──────── Extrait ────────

Il y a quelques semaines on s’offusquait encore de l’usage de drones par les autorités chinoises pour faire respecter le confinement en surveillant la population.
À peine un mois plus tard, on apprend dans un article de France Bleu Bourgogne que cette pratique est déjà reprise en France, ici en banlieue de Dijon, dans les quartiers populaires de Quetigny et Chevigny.
On retrouve là deux motifs typiques des technologies sécuritaire.
L’expérimentation coloniale et endo-coloniale
Comme tout produit à introduire sur un marché, ici le marché de la coerciction, les nouveaux dispositifs de maintien de l’ordre passent par des phases plus ou moins longues d’expérimentation, avant leur généralisation. Ces expérimentations ce sont les territoires coloniaux et endo-coloniaux [1] qui en font les frais.

──────── Enregistrements extraits ────────

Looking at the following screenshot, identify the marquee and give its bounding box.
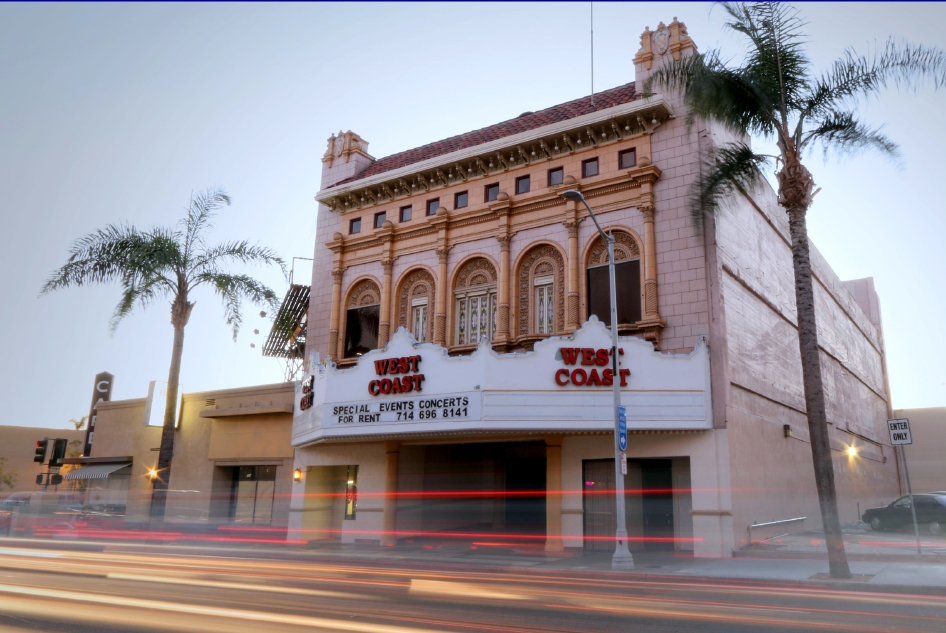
[292,316,713,447]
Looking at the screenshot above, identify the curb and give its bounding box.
[733,550,946,565]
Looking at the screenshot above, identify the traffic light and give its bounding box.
[33,439,49,464]
[49,439,69,466]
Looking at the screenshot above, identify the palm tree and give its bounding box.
[40,189,286,521]
[644,2,946,578]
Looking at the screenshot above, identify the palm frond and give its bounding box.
[40,224,150,296]
[181,187,230,260]
[722,2,809,118]
[643,51,778,136]
[689,143,772,227]
[190,240,287,277]
[801,38,946,116]
[193,271,279,341]
[799,112,900,158]
[109,276,173,334]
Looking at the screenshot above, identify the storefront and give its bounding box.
[290,318,729,555]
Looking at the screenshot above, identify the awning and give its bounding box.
[63,464,131,479]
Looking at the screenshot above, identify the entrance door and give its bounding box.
[581,459,617,552]
[230,466,276,525]
[640,459,674,549]
[302,466,350,541]
[420,442,546,538]
[582,459,675,552]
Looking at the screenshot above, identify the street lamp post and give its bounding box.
[562,189,634,569]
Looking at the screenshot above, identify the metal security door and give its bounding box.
[582,459,617,552]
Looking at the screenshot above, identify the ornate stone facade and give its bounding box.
[397,268,436,341]
[348,279,381,308]
[518,244,565,336]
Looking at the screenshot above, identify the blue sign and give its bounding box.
[618,407,627,452]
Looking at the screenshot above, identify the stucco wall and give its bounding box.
[91,398,161,524]
[711,174,898,544]
[0,425,85,497]
[92,383,294,526]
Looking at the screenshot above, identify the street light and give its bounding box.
[562,189,634,569]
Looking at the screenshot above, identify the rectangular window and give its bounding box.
[534,276,555,334]
[618,148,637,169]
[345,466,358,521]
[588,259,641,326]
[456,288,496,345]
[549,167,565,187]
[411,297,427,343]
[345,305,381,358]
[516,176,530,195]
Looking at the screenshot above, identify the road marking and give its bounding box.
[410,578,528,600]
[0,585,458,633]
[0,547,62,558]
[715,604,811,613]
[106,574,366,599]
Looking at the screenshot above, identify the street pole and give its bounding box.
[900,444,923,555]
[562,189,634,569]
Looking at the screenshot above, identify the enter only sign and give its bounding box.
[887,418,913,446]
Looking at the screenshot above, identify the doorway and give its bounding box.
[420,442,546,536]
[302,466,358,541]
[229,466,276,525]
[582,457,689,552]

────────

§ **Tâches à réaliser**
**1.** D'après l'extrait, dans quels quartiers de la banlieue de Dijon la surveillance par drones a-t-elle été reprise ?
**2.** Remplacez « street pole » par « utility pole » dans les enregistrements, de la ligne contenant « Looking at the screenshot above, identify the street pole » à la ligne contenant « [887,418,913,446] », et redonnez seulement ces lignes.
L'extrait et les enregistrements proviennent de sources différentes.

§ **Corrigé de l'exercice**
**1.** Dans les quartiers populaires de Quetigny et Chevigny.

**2.**
Looking at the screenshot above, identify the utility pole and give its bounding box.
[900,444,923,555]
[562,189,634,569]
Looking at the screenshot above, identify the enter only sign and give its bounding box.
[887,418,913,446]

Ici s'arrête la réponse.